───── Text block
TGIF

Hello All
Today the scales said 197.5lbs
I didn't get to my blog this morning as Fridays are early mornings for me (I work 7:30am to 3:30pm on Fridays)
The last two days people have been coming up to me at work asking "have you lost weight" - I seemed to have hit the threshold where people are noticing - they say it's starting to show in my face - which means I'm closer to looking "like me" again (smile - not that I can't look "like me" - but I am happier when my face is smaller).
──────────
───── Record excerpts
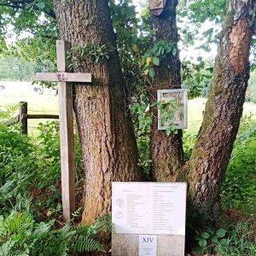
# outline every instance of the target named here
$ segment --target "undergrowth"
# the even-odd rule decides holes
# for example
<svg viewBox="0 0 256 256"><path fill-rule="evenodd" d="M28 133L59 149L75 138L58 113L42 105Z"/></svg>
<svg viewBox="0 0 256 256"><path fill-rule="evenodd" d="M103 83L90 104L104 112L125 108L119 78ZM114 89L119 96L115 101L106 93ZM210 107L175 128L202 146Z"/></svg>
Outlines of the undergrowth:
──────────
● Task set
**A.** In the TGIF blog post, what hours does the writer work on Fridays?
**B.** Write what comes next in the TGIF blog post, picking up after its final sentence.

● Answers given
**A.** 7:30am to 3:30pm

**B.**
I did my 5km walk at lunch today
I was thinking loosing weight is the hardest "easiest" thing I've ever done. I'm a grown woman - I understand calories in equal calories out. I know sugar, fried foods, white flour etc.. add up quicker than fruit, veggies, chicken and low fat cheese. Still, the emotional internal battle is where I struggle. The use of food to drug myself - to feel better and the pure joy of eating pastries, chocolate, fried whatever, hamburgers with cheese oozing out the sides, gravy's and BBQ sauces with 5 million calories smothering meat, it's all so decantly good in the mouth.... but that's how I got here in the first place - by choosing pleasure over nutrician. The battle still rages inside me - the cravings - the "I wants" or "I needs" (especially when there is cake or dessert involved). A simple "no" feels good in the long run, but in the short run my brain attempts to make up every excuse possible to say "yes".
Namaste
B.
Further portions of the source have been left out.